■ **Problem statement**: Count the lines in the records below that contain the string "face", treating uppercase and lowercase as different. Reply with the number only.
•••
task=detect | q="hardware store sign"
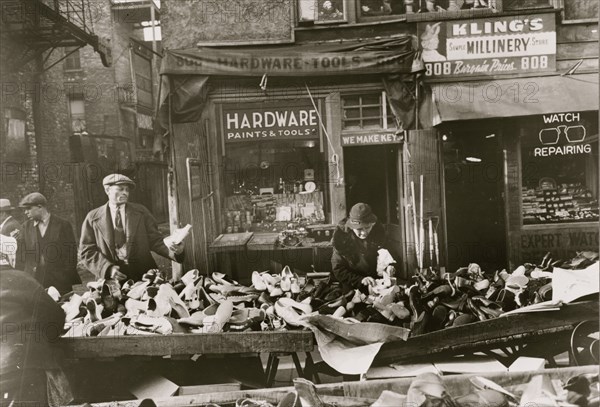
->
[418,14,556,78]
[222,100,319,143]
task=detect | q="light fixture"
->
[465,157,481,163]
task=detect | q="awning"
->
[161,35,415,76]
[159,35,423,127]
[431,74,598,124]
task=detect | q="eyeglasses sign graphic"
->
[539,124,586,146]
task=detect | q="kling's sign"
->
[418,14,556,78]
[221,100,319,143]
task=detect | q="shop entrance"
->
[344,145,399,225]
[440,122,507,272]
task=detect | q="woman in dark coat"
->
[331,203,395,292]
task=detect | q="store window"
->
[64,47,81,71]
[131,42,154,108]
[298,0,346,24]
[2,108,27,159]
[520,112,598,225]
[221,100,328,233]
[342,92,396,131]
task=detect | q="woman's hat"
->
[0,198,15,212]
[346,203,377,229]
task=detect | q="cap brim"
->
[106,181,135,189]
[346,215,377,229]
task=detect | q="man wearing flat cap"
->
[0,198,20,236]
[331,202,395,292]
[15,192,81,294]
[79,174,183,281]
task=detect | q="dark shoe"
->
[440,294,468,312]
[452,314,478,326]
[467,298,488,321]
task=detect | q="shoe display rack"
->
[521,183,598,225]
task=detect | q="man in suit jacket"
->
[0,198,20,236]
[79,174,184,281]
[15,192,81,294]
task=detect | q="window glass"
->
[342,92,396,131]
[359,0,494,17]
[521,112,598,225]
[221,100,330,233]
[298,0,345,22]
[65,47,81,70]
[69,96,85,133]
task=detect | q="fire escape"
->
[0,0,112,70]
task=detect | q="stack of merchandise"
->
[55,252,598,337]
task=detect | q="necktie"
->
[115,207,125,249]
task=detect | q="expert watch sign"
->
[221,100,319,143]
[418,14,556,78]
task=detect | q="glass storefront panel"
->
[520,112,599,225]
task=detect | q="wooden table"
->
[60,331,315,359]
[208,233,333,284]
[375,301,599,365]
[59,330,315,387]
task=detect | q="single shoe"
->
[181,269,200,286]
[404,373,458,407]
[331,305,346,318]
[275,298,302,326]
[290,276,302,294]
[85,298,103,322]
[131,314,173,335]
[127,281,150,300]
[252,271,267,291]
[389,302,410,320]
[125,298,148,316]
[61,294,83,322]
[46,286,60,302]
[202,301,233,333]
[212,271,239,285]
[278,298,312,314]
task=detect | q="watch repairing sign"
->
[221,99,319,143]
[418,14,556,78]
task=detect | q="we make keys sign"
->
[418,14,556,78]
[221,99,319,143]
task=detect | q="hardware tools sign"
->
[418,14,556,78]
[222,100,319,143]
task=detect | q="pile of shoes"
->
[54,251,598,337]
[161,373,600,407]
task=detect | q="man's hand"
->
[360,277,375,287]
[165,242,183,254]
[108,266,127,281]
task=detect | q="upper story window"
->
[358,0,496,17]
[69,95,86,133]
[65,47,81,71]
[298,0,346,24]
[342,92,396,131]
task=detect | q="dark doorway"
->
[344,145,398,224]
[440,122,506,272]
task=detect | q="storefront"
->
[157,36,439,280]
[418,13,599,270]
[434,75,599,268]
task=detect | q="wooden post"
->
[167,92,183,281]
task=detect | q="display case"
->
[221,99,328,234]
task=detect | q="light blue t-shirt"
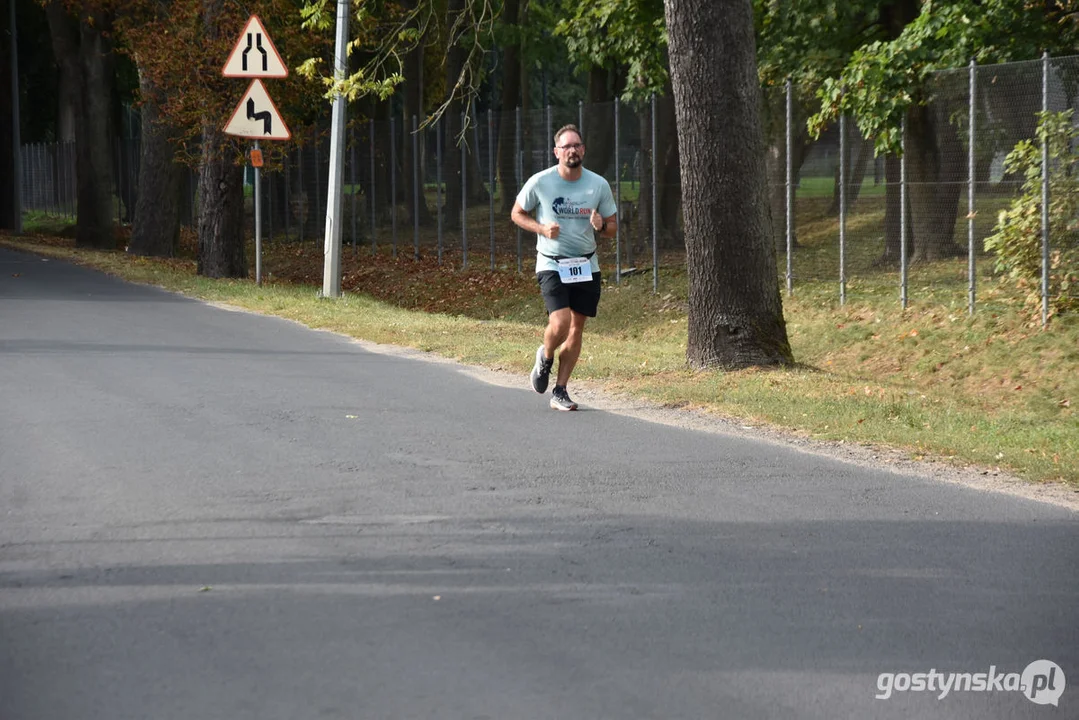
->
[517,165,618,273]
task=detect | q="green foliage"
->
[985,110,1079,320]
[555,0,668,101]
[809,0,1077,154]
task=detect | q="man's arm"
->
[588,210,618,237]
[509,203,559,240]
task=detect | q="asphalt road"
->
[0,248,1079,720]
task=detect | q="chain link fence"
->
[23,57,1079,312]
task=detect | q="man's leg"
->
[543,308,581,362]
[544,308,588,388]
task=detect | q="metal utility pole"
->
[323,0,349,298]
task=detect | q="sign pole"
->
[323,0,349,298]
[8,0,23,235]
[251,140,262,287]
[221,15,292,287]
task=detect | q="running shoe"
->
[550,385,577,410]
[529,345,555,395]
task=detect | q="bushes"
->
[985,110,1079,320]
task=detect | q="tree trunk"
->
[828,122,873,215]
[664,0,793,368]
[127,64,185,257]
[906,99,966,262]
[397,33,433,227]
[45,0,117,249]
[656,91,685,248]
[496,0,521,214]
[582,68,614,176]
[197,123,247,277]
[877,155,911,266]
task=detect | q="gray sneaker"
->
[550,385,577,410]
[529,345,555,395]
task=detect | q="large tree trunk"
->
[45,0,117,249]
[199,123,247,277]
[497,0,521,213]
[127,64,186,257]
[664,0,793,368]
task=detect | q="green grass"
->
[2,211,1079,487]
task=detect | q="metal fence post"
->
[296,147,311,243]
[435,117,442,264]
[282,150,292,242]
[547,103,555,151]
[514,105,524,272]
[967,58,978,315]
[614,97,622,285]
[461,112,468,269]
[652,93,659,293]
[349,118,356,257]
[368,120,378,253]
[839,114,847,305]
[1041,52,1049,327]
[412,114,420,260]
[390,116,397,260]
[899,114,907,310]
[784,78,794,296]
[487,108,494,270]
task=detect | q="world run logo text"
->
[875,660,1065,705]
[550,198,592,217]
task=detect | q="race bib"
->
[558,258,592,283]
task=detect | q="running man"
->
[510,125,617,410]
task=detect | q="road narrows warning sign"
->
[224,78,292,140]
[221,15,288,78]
•••
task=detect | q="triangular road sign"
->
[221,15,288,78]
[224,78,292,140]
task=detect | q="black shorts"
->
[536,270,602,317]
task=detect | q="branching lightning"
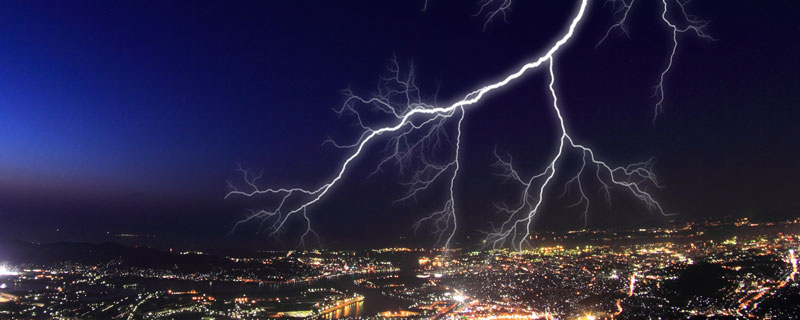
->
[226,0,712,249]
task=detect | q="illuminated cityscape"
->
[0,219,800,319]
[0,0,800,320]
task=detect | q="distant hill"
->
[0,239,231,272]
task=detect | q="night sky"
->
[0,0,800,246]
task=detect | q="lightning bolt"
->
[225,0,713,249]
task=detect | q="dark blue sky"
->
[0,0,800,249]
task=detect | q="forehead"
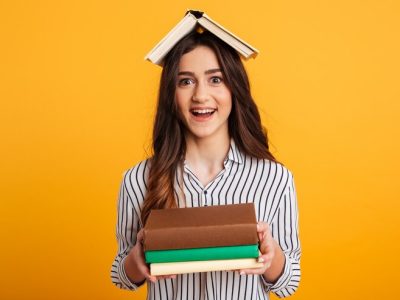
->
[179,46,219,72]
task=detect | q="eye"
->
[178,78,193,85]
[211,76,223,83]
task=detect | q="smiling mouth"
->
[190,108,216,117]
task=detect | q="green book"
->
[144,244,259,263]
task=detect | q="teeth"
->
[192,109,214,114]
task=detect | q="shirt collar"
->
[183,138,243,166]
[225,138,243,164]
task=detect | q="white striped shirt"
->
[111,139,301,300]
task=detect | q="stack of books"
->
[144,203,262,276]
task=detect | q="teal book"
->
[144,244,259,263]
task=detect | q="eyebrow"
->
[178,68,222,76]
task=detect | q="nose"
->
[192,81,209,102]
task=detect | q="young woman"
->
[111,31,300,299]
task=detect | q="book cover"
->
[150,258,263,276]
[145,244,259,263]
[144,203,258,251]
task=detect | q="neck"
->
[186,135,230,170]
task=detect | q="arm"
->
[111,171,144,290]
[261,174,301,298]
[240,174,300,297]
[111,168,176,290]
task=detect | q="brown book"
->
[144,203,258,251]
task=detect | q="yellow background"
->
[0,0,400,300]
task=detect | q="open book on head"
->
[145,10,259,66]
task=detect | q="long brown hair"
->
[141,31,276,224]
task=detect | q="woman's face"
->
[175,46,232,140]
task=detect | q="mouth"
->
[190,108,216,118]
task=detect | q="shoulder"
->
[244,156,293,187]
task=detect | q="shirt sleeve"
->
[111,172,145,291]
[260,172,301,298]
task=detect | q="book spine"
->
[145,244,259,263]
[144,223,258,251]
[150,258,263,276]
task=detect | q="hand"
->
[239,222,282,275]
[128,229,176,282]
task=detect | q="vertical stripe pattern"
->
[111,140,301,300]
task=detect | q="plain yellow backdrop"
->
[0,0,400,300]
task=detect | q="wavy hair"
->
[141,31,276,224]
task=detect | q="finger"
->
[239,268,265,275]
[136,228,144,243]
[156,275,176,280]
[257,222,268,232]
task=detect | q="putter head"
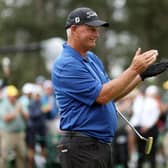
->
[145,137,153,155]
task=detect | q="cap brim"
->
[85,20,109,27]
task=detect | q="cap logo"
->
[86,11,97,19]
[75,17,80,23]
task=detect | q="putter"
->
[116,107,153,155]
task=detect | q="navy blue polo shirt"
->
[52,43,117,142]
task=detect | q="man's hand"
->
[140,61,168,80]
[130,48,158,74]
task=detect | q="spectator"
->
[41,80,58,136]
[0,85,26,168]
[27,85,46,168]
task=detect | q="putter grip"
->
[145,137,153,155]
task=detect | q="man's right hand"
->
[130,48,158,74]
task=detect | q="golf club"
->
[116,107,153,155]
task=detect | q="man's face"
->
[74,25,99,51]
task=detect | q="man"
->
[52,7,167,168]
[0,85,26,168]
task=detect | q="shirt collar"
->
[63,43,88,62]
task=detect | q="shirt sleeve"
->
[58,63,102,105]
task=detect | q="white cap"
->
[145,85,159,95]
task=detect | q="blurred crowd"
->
•••
■ **Output for this task**: 2